(Coordinate annotation data)
---*---
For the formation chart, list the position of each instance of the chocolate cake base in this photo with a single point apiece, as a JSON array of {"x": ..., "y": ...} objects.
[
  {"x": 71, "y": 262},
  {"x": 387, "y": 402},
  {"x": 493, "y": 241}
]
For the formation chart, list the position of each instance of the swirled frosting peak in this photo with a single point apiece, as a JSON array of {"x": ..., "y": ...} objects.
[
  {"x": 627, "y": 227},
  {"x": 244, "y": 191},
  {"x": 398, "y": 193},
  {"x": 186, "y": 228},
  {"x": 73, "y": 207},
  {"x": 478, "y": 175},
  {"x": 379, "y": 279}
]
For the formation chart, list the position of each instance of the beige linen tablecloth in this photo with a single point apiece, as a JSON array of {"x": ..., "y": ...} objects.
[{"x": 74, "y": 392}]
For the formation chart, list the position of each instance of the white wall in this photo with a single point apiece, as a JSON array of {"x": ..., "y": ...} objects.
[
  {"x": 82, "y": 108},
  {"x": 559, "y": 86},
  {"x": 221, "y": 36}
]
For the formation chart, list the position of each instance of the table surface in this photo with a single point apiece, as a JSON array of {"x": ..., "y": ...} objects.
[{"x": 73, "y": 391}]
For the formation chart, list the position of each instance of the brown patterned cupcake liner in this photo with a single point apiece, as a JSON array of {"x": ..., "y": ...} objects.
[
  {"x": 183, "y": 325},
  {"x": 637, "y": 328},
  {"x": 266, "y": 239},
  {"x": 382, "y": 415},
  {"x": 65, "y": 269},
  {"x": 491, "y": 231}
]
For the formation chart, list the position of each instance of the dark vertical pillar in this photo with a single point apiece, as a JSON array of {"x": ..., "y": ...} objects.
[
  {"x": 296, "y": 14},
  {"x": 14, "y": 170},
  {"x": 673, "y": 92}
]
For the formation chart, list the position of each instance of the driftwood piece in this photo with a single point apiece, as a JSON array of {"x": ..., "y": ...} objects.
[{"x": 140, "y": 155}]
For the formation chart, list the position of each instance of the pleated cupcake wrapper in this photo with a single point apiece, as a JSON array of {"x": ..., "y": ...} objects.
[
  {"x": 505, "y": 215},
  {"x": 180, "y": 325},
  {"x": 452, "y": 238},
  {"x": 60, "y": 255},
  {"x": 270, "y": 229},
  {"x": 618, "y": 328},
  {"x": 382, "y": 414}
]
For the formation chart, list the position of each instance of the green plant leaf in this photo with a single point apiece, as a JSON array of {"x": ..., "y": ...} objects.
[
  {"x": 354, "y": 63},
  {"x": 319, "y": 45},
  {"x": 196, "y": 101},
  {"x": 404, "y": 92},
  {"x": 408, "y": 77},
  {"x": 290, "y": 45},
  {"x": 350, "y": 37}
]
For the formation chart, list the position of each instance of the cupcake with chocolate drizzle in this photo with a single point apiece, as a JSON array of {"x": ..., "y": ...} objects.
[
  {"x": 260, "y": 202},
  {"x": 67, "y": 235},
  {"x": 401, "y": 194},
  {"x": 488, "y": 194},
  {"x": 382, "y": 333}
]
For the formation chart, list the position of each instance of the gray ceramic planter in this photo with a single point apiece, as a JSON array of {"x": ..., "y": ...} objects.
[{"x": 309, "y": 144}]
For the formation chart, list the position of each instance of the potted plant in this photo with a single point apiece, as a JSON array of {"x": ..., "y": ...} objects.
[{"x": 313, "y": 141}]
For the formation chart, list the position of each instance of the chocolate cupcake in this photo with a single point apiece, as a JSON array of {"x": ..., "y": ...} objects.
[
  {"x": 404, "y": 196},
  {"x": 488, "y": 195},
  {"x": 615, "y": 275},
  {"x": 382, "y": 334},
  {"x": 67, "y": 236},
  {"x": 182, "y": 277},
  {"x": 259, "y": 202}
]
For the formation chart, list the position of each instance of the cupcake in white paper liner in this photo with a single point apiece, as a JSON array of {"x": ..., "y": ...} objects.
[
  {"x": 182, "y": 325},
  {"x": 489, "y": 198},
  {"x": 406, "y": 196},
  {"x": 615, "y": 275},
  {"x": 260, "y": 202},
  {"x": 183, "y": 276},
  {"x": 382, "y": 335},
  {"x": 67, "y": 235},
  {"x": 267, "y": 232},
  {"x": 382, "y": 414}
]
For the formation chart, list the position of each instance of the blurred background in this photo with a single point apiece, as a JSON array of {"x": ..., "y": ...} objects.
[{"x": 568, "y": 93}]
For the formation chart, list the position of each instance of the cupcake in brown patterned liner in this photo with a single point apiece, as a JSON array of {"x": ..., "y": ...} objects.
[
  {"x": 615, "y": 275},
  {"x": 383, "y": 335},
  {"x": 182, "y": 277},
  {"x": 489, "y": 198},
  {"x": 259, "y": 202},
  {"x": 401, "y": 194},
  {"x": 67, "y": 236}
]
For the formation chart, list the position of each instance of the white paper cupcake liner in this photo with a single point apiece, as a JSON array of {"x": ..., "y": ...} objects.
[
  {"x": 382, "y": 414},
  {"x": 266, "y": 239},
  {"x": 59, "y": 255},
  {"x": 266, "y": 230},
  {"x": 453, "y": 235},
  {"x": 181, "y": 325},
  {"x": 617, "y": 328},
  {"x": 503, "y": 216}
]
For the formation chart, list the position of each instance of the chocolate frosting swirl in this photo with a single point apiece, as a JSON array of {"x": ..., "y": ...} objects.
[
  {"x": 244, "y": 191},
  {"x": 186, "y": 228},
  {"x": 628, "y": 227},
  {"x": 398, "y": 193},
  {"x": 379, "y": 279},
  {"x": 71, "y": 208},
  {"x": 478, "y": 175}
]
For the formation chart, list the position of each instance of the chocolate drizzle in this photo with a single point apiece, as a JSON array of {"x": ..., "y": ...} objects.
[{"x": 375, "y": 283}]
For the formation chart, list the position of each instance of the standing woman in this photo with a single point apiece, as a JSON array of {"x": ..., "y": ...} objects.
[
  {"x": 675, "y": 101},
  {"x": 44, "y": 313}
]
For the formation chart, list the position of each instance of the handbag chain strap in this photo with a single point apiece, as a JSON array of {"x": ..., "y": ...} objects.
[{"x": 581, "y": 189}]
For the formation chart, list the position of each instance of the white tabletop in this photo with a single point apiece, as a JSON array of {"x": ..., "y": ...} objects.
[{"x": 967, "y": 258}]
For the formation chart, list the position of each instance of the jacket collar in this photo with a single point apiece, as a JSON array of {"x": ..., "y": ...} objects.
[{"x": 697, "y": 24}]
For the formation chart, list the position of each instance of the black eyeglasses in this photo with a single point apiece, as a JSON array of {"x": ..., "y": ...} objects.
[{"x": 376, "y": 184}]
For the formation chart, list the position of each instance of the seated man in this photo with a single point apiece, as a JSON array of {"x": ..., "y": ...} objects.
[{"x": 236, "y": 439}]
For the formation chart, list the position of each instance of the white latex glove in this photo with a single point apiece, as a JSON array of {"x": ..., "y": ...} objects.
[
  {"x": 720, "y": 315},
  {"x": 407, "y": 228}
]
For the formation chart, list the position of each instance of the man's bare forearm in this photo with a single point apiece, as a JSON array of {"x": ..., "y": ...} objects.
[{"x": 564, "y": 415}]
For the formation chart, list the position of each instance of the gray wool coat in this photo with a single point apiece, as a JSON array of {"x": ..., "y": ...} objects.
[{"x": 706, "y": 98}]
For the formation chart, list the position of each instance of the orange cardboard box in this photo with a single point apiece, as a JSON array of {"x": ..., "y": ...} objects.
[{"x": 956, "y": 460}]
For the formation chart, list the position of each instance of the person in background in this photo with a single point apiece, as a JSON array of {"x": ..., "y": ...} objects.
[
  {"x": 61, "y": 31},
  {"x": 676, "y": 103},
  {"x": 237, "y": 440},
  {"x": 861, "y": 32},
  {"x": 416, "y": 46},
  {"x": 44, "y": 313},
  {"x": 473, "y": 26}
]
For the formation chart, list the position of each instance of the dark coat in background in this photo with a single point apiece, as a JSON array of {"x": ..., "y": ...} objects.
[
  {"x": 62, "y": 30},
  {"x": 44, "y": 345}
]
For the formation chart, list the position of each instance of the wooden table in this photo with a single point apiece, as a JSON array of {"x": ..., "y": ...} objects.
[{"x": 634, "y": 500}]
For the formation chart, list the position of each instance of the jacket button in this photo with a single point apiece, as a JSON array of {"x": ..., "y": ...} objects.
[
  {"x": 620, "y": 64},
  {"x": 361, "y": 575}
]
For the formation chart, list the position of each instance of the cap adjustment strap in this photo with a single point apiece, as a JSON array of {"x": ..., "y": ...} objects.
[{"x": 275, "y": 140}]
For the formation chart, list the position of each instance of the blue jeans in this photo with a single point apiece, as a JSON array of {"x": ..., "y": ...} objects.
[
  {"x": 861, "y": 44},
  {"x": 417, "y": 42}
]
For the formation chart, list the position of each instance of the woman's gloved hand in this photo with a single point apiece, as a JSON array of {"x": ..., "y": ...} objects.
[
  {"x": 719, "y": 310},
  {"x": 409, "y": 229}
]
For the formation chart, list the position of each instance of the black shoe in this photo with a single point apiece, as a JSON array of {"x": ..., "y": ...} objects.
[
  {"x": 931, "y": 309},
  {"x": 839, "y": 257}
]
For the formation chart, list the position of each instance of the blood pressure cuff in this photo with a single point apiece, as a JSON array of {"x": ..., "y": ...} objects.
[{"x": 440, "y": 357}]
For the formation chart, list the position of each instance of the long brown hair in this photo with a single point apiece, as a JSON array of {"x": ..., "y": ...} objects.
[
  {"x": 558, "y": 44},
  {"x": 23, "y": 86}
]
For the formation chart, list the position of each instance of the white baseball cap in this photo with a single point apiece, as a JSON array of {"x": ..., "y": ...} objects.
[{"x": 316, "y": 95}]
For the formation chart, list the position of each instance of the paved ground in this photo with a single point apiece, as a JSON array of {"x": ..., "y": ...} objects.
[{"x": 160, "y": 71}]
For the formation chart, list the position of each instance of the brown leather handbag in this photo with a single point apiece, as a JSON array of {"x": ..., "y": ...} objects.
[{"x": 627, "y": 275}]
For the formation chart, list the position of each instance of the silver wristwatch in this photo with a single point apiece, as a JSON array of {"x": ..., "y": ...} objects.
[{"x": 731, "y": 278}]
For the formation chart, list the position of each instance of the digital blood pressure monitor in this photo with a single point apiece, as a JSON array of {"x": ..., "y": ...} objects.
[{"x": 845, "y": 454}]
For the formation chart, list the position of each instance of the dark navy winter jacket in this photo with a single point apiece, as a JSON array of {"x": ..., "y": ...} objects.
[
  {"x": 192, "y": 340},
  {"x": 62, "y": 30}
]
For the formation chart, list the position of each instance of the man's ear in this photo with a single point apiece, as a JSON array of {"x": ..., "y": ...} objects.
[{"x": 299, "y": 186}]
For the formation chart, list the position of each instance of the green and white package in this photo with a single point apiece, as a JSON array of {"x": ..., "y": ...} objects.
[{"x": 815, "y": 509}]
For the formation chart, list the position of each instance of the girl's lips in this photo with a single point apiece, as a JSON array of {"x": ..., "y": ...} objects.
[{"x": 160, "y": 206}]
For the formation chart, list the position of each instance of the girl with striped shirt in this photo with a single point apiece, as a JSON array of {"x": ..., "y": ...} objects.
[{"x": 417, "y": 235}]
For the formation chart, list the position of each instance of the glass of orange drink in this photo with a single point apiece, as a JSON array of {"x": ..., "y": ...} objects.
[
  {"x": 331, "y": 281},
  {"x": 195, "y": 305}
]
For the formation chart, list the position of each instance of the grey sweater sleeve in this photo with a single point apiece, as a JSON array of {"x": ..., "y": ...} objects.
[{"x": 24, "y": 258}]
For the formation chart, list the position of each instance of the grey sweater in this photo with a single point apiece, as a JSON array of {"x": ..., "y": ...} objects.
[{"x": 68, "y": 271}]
---*---
→ **DIRECTIONS FOR THIS TASK**:
Update everything from the line containing "the girl with" down to the end of the data, replacing "orange drink" with "orange juice" and leaving all else unchanged.

→ **OUTPUT BELOW**:
For the formation chart, list the position of each instance of the girl with striped shirt in this photo with a single point apiece, as a JSON array of {"x": ..., "y": ...} objects.
[{"x": 417, "y": 235}]
For the formation chart, list the position of each instance of the glass of orange juice in this photo with a single point apiece, as a JSON array of {"x": ..., "y": ...} objects.
[
  {"x": 331, "y": 281},
  {"x": 195, "y": 305}
]
For the formation chart, list the position of each instance of the grey sweater sleeve in this photo with a single point apiece, as a JSON array of {"x": ..., "y": ...} objects.
[{"x": 24, "y": 258}]
For the formation chart, list the position of each instance of the grey sweater in this photo with a single point apiece, as a JSON array of {"x": ..., "y": ...} objects.
[{"x": 68, "y": 271}]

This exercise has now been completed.